Parents need to know that this sex comedy wants to push the envelope for tastelessness and shock. In addition to requisite female toplessness, the camera fixates on a sex toy that depicts a realistic, disembodied pelvis/vagina. Characters are high-schoolers (played by actors who look age-correct, for once) engaged in sexual practices and preoccupations, from basic attempts to lose virginity with a prostitute to bizarre fetishes with dwarves, Nazi regalia, and Abraham Lincoln. Though campy dialogue isn't strewn with swearing (a la Martin Scorsese), pretty much the whole range of profanity is uttered for comical effect, with both clinical and street-slang language. Locker-room humor references pornography, erections, vibrators, flatulence, etc. Heavy drinking in one segment, demeaning black stereotypes in another.
Positive messages:No positive messages. Demeaning racial overtones in one segment.
Positive role models:No real characters created; nobody worth looking up to, anyway. Rare
sight of one high-school boy in a wheelchair, but the joke is that he
gets "lucky" with far more girls than his crestfallen classmates.
Sex:Bare-breasted and lingerie-clad girls cavorting in sex scenes, as drawings in the opening credits, in an online striptease, and what is supposed to be the making of a porn flick. Frequent close-ups of sex toys that look like male and female genitalia. Jokey references to masturbation, oral sex, anal sex (homosexual and heterosexual), group sex, fetishistic sex, etc.

────────────────────

WORK INSTRUCTION 1: Based on the review, do these statements agree with it? Answer yes or no for each and quote the words of the review that decide it. (a) The characters are college students. (b) A boy in a wheelchair has more success with girls than his classmates. (c) The film contains no swearing.
WORK INSTRUCTION 2: Return everything in the review from "Positive role models:No" down to "his crestfallen classmates.", word for word.

PROVIDED RECORDS:
────────────────────

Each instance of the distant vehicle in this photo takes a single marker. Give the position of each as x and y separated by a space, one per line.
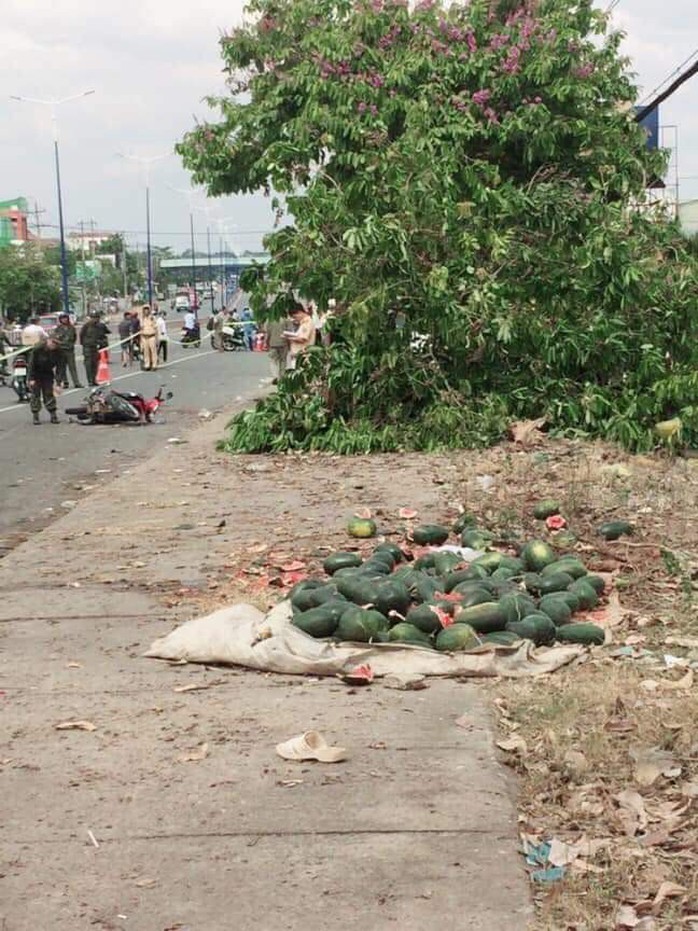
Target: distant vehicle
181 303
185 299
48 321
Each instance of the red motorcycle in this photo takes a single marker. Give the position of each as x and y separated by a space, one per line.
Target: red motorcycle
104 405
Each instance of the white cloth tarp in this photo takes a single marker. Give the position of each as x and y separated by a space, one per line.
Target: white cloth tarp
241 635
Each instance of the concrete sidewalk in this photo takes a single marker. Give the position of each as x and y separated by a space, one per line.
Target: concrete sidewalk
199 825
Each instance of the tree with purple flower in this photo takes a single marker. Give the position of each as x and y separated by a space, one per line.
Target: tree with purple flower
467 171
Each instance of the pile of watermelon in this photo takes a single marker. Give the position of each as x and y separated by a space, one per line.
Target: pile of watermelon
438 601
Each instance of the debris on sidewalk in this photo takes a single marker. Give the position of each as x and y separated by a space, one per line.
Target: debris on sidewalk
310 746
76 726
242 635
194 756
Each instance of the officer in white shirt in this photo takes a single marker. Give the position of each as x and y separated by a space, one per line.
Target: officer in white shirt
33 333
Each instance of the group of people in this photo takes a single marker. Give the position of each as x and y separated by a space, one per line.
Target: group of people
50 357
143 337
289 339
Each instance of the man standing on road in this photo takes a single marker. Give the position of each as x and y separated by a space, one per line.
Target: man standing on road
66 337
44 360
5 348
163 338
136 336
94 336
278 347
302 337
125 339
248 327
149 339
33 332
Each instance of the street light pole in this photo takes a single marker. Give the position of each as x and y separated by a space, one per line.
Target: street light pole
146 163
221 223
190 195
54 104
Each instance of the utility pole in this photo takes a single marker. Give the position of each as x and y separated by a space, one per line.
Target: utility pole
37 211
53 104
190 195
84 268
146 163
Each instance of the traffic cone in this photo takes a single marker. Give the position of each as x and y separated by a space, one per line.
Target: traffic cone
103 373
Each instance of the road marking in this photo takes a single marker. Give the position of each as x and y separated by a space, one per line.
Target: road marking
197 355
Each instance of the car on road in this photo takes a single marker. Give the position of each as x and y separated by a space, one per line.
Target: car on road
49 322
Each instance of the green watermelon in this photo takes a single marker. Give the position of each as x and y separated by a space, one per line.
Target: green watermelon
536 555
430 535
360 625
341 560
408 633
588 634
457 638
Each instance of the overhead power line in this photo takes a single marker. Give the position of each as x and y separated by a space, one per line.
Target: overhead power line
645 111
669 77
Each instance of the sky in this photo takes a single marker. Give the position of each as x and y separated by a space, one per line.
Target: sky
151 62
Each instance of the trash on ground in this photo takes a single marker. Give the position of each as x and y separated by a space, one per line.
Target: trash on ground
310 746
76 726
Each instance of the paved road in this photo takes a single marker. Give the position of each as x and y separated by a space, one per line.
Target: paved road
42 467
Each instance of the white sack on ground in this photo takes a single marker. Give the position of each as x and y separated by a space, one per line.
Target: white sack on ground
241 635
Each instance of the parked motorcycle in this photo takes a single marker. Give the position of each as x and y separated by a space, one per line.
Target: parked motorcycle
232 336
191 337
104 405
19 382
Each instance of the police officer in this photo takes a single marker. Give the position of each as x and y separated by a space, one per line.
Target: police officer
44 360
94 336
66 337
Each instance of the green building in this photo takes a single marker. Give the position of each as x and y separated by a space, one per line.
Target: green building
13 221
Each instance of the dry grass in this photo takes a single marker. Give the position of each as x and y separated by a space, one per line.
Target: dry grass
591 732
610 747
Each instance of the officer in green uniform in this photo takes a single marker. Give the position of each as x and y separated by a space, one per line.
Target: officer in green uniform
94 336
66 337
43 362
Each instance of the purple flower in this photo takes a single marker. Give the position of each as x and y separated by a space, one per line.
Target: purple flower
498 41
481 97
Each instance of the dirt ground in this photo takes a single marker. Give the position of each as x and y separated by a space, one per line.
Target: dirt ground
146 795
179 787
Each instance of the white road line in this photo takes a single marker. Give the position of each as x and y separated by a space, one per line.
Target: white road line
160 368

────────────────────

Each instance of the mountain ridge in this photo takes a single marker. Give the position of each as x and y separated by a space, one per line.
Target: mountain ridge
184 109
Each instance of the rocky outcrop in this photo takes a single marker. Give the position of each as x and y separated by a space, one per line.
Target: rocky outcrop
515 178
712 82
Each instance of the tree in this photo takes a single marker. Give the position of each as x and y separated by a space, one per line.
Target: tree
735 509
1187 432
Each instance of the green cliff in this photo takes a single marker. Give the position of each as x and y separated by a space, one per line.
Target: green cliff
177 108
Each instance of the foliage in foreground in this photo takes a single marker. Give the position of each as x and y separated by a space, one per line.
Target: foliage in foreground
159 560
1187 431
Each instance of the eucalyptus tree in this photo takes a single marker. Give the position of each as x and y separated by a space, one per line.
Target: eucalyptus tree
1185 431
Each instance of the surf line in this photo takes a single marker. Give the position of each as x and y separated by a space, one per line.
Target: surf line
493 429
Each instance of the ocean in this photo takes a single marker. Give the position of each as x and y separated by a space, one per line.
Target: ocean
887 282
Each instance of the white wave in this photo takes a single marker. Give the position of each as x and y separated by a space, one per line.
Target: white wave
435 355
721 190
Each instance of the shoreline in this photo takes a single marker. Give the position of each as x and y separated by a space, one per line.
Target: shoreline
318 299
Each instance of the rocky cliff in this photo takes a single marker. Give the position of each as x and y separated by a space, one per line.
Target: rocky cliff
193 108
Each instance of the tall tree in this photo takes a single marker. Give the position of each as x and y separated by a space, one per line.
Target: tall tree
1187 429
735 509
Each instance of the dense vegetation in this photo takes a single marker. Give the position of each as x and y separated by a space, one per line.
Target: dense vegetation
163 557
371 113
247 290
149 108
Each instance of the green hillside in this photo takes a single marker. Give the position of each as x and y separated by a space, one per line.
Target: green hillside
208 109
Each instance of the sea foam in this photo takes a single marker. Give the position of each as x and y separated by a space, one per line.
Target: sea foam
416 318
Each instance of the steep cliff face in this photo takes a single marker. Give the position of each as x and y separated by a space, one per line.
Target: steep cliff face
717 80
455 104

────────────────────

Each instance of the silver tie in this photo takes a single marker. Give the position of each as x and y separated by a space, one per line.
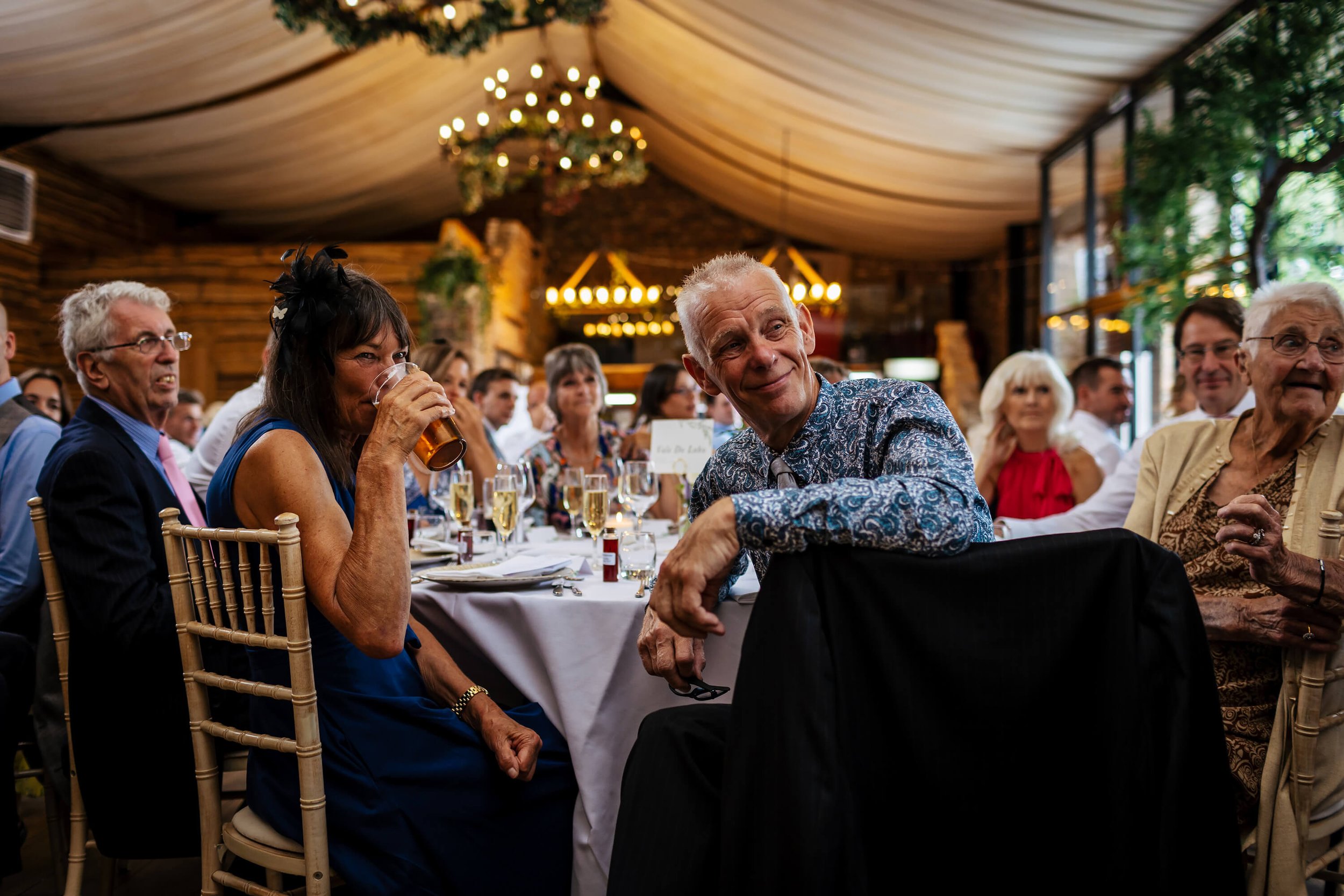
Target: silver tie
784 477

────────────────────

PROBLEM SOLUTION 1:
(a) No: "Characters are high-schoolers"
(b) Yes: "far more girls than his crestfallen classmates"
(c) No: "pretty much the whole range of profanity is uttered for comical effect"

PROBLEM SOLUTION 2:
Positive role models:No real characters created; nobody worth looking up to, anyway. Rare
sight of one high-school boy in a wheelchair, but the joke is that he
gets "lucky" with far more girls than his crestfallen classmates.